▶ **EXERCISE**
Scale the records starting at the line containing "Identify a point for each instance of the red backpack" and ending at the last line of the records, and write out each of those lines again, requests included. Multiply every coordinate in the answers by 0.55 and round to whole numbers, with halves rounded up.

▶ **LISTING**
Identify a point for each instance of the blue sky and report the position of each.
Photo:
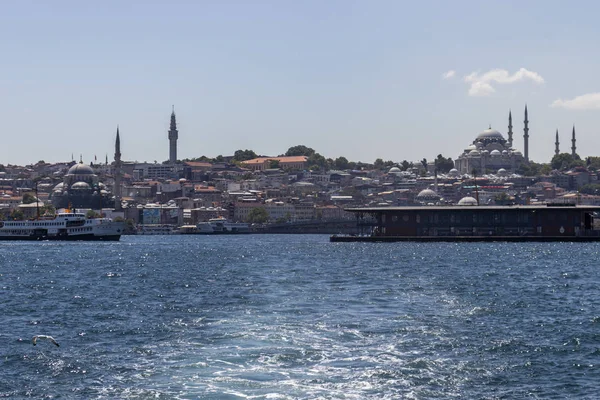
(360, 79)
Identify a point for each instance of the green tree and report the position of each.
(257, 215)
(442, 164)
(592, 188)
(92, 214)
(300, 150)
(593, 163)
(47, 209)
(244, 155)
(273, 164)
(28, 198)
(318, 161)
(341, 163)
(17, 215)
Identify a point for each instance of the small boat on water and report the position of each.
(63, 226)
(216, 226)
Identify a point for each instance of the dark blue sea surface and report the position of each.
(297, 317)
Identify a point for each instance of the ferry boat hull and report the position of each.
(63, 227)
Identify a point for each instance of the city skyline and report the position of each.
(409, 80)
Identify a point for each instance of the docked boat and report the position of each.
(221, 226)
(156, 230)
(63, 226)
(470, 223)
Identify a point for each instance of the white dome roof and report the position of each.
(427, 194)
(467, 201)
(80, 169)
(490, 134)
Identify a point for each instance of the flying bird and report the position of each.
(50, 338)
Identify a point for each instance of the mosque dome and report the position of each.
(80, 169)
(490, 134)
(80, 186)
(467, 201)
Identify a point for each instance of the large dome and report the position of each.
(490, 134)
(80, 169)
(80, 186)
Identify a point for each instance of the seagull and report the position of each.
(50, 338)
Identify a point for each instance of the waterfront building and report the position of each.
(469, 222)
(81, 188)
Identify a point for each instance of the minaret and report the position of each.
(173, 135)
(526, 136)
(509, 129)
(117, 171)
(573, 147)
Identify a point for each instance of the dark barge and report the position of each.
(541, 223)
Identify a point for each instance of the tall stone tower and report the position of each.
(509, 129)
(573, 147)
(526, 136)
(173, 135)
(117, 171)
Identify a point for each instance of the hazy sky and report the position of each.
(361, 79)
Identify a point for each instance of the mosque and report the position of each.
(81, 187)
(491, 152)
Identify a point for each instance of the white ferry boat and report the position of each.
(64, 226)
(156, 229)
(221, 226)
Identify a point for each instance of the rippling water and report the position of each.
(297, 317)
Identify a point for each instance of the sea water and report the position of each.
(297, 317)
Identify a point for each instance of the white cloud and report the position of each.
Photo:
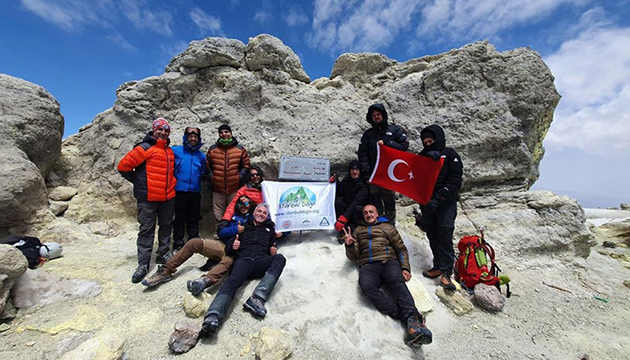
(142, 17)
(295, 18)
(457, 20)
(593, 75)
(119, 40)
(262, 16)
(206, 22)
(351, 25)
(71, 15)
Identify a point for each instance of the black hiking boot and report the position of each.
(210, 326)
(162, 275)
(256, 306)
(417, 332)
(197, 286)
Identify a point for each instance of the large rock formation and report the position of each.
(30, 143)
(495, 108)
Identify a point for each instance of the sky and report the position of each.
(81, 51)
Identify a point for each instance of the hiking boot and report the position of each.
(256, 306)
(446, 282)
(432, 273)
(162, 259)
(196, 286)
(417, 332)
(162, 275)
(139, 274)
(210, 326)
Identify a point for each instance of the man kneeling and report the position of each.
(379, 251)
(256, 256)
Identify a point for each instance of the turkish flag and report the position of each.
(409, 174)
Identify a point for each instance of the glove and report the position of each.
(444, 193)
(341, 223)
(431, 206)
(433, 154)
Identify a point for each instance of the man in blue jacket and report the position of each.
(190, 164)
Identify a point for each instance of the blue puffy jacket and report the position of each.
(190, 164)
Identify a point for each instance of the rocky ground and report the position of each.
(86, 307)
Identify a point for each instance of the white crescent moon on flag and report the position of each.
(392, 166)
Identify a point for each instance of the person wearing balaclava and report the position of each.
(385, 134)
(228, 164)
(149, 166)
(438, 215)
(190, 165)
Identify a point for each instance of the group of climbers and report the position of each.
(167, 184)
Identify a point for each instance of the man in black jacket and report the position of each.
(438, 215)
(256, 256)
(352, 194)
(381, 134)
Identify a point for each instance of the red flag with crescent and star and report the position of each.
(409, 174)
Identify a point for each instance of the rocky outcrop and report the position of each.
(30, 142)
(12, 265)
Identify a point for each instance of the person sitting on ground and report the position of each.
(213, 249)
(256, 256)
(382, 257)
(352, 194)
(251, 189)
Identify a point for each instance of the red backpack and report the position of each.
(475, 263)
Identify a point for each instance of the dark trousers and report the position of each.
(385, 202)
(147, 212)
(356, 214)
(252, 268)
(373, 275)
(439, 226)
(187, 216)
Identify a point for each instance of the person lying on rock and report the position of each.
(382, 257)
(351, 195)
(149, 166)
(256, 256)
(212, 249)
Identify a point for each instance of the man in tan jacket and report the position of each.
(380, 252)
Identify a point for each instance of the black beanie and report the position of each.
(225, 127)
(427, 133)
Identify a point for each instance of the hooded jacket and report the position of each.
(190, 164)
(449, 181)
(229, 166)
(256, 240)
(150, 167)
(392, 136)
(352, 192)
(378, 242)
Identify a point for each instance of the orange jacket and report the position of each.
(250, 191)
(229, 165)
(150, 167)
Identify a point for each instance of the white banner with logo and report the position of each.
(300, 205)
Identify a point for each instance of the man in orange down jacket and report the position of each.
(228, 164)
(150, 167)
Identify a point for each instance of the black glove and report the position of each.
(431, 206)
(433, 154)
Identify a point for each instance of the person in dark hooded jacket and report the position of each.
(438, 215)
(352, 194)
(381, 134)
(190, 165)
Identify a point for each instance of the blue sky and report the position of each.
(81, 51)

▶ **TASK RESPONSE**
Identify a point for each instance of the red backpack and report the position of each.
(261, 145)
Identify a point for each instance of the dark trousers and report the position of each.
(212, 111)
(81, 117)
(196, 118)
(139, 147)
(205, 151)
(241, 124)
(103, 119)
Identify a point for each instance of the person lying on rock and report the position of each.
(210, 141)
(193, 107)
(82, 91)
(141, 141)
(117, 137)
Identify a point for each instance of the man in tan jacket and report the position of each.
(209, 139)
Identify a point for each instance of the black beanie and report the position of each.
(124, 70)
(235, 73)
Identify a point for each instance of the hooded jacket and report the position of each.
(105, 90)
(247, 100)
(126, 91)
(141, 132)
(83, 92)
(216, 75)
(194, 106)
(208, 133)
Identify a point for each instance of the orange jacket and report the position of each.
(138, 105)
(126, 91)
(83, 92)
Identify a point for each instance of the white banner with logo and report the position of each.
(165, 113)
Identify a point for each instance of the man in orange down jacket and report the position of each.
(125, 90)
(83, 92)
Identify a point for each instance of the black glove and report the position of each.
(237, 113)
(238, 85)
Identify a point for each instance of the person in dark hooded jacket and report the position of each.
(241, 118)
(194, 107)
(210, 74)
(105, 91)
Identify a point for each instance of the blue sky and report the position of each.
(45, 28)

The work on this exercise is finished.